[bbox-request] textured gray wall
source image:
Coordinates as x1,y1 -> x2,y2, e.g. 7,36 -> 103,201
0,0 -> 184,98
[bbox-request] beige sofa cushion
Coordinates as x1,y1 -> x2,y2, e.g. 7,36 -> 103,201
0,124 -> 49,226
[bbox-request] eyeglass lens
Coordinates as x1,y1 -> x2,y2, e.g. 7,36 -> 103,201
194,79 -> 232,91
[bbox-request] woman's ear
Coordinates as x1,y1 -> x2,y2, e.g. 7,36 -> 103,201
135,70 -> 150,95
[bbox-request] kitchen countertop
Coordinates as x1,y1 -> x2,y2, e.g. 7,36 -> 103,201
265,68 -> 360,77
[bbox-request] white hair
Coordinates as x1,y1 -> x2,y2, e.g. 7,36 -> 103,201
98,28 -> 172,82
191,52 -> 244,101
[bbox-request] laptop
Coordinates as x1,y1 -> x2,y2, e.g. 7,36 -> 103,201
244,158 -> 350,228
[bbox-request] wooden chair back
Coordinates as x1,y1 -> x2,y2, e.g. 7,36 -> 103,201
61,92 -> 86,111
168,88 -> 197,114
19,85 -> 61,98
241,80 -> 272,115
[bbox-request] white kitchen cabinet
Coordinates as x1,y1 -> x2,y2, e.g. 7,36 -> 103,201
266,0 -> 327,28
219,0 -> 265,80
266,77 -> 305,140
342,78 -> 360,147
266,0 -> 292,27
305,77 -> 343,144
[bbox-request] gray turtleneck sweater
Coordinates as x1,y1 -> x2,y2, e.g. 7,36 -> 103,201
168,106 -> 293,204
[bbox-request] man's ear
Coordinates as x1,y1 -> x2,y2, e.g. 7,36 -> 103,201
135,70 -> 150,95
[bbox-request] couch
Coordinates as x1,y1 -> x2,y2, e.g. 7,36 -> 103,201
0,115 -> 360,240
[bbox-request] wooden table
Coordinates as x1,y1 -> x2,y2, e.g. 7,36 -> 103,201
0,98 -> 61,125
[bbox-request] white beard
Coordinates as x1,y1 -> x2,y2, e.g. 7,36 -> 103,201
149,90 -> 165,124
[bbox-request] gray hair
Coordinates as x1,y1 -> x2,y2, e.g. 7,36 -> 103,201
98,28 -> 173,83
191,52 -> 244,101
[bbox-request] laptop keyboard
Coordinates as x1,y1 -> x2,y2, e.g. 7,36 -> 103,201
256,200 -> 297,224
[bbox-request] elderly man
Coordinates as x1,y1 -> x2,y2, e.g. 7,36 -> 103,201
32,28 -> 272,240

════════

> [EXERCISE AIM]:
Reproduce the lines of the listing above verbatim, from the line containing "[bbox-request] laptop keyboard" through the end of the listing.

> [ANSWER TO THIS TASK]:
[bbox-request] laptop keyboard
Coordinates as x1,y1 -> x2,y2, e.g. 7,36 -> 103,201
256,200 -> 297,224
[bbox-request] elderly man
Coordinates as x1,y1 -> x2,y2, e.g. 7,36 -> 103,201
32,28 -> 272,240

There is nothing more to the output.